Belge metni:
Sevgili okurlarım hepimiz artık yeterince biliyoruz...

Bu ülkede cumhurbaşkanlığı makamı önemlidir. O kadar ki, cumhurbaşkanını hakaretlerden korumak için özel bir yasa bile vardır.

Bu yasa çıkarıldığı zaman cumhurbaşkanı sadece “Devletin başı” idi.

Herhangi bir siyasi partinin başkanı falan değildi.

Anayasa madde 104:

“Cumhurbaşkanı devletin başıdır. Bu sıfatla Türkiye Cumhuriyeti’ni ve Türk Milletinin birliğini temsil eder.

Anayasanın uygulanmasını, Devlet organlarının düzenli ve uyumlu çalışmasını gözetir...”

Ancak bu anayasa kabul edildiği zaman cumhurbaşkanları aynı zamanda parti genel başkanı değildi.

★★★

Şimdi bir yanda şu açık ve net hükümlere, diğer yanda ise günümüzde yaşanan olaylara bakınız.

Dünya liderimiz Recep Bey acaba yaptıklarıyla, karşıtları için söylediği ağır sözlerle, “Türk Milletinin birliğini” temsil ediyor mu?

★★★

Daha öncesine gitmeye gerek yok.

31 Mart 2019 yerel  seçimleri öncesinde bütün gücüyle devreye girip her vesile ile siyasi nutuklar attı. Ancak bu nutuklar işe yaramadı.

Hangisini saymalı, partisi Ankara, İstanbul, İzmir, Adana, Mersin, Antalya, Muğla, Hatay, Edirne, Tekirdağ, Kırklareli, Çanakkale, Bilecik, Bolu, Kırşehir gibi nice Büyükşehirleri, illeri ve ilçeleri kaybetti.

Şimdi de her gün nutuk atıyor.

Siyasi rakiplerine en ağır sözlerle saldırıyor, bununla da yetinmeyip hakaretler yağdırıyor.

Recep Bey Anayasa ve yasaları sürekli olarak çiğniyor.

★★★

Göreve başlarken Meclis kürsüsüne çıktı ve yemin etti. Bu yemin metni anayasamızda yer alıyor.

Anayasa madde 103:

“Cumhurbaşkanı sıfatıyla... Anayasa’ya, hukukun üstünlüğüne, demokrasiye, Atatürk ilke ve inkılâplarına bağlı kalacağıma... Üzerime aldığım görevi “Tarafsızlıkla” yerine getirmek için bütün gücümle çalışacağıma Büyük Türk Milleti ve tarih huzurunda “Namusum” ve “Şerefim” üzerine andiçerim.”

Her gün çeşitli ortamlarda uluorta konuşuyor, yabancı ülkeler, yabancı devlet adamları dahil birilerine posta koyuyor.

Particilik siyasetinin tam da göbeğinde.

Siz bir eleştiri yapıyorsunuz, en acele tarafından “Gel bakalım, cumhurbaşkanına ettiğin hakaretin hesabını ver” deniliyor.

Böyle açılmış binlerce dava, bu suçtan hapiste yatan nice insanlarımız var.

O, dokunulmazlık kılıfına sarılıp her gün particilik yapacak, istediğini söyleyecek, siz ağzınızı açamayacaksınız!

Görev listesi:
**A)** Cumhurbaşkanlığı yazısının "Dünya liderimiz Recep Bey acaba" sözlerinden "gitmeye gerek yok." sözlerine kadar (bu sözler dahil) olan kısmını, "ağır sözlerle" yerine "sert sözlerle" koyarak yeniden yazar mısınız?
**B)** Listede "--target carved stone base" geçen satırdan "Mark the region of every instance of the carved" geçen satıra kadar (bu satır dahil) olan satırları, yalnızca bunları, aynen tekrarlar mısınız?

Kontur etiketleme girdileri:
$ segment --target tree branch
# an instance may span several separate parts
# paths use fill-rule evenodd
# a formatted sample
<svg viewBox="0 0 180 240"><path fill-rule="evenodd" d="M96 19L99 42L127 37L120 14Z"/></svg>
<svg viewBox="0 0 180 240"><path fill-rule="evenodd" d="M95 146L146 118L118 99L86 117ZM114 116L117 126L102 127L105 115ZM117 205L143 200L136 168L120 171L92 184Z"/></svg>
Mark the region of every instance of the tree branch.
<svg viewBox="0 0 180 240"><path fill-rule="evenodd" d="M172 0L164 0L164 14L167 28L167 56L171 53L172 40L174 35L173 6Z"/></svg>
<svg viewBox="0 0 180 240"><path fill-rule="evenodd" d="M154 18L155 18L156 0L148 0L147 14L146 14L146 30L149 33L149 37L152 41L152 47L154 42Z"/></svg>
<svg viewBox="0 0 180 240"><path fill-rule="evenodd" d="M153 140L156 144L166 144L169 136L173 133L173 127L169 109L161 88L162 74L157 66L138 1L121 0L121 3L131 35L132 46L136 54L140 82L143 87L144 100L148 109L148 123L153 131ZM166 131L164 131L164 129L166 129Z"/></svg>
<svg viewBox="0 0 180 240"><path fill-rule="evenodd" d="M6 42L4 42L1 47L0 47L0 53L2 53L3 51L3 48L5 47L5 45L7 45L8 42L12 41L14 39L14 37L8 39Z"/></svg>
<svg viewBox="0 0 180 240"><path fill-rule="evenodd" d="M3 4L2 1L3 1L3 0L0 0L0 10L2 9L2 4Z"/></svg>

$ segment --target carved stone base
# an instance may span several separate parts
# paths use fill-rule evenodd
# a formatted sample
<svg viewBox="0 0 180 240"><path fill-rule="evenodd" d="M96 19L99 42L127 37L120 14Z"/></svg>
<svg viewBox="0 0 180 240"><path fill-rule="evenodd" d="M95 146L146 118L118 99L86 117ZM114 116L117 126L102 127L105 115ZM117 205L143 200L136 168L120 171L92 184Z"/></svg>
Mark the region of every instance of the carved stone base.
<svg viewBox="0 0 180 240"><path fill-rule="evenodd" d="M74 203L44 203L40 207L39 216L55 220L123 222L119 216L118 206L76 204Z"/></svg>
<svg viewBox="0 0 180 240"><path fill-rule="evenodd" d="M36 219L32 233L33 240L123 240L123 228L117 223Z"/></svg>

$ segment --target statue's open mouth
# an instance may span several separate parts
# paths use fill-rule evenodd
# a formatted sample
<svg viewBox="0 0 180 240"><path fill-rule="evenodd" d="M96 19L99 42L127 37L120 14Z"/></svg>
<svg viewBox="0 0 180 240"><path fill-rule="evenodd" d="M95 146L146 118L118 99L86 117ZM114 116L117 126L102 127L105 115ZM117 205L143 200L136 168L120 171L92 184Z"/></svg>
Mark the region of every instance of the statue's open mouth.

Çıktılar:
**A)**
Dünya liderimiz Recep Bey acaba yaptıklarıyla, karşıtları için söylediği sert sözlerle, “Türk Milletinin birliğini” temsil ediyor mu?

★★★

Daha öncesine gitmeye gerek yok.

**B)**
$ segment --target carved stone base
# an instance may span several separate parts
# paths use fill-rule evenodd
# a formatted sample
<svg viewBox="0 0 180 240"><path fill-rule="evenodd" d="M96 19L99 42L127 37L120 14Z"/></svg>
<svg viewBox="0 0 180 240"><path fill-rule="evenodd" d="M95 146L146 118L118 99L86 117ZM114 116L117 126L102 127L105 115ZM117 205L143 200L136 168L120 171L92 184Z"/></svg>
Mark the region of every instance of the carved stone base.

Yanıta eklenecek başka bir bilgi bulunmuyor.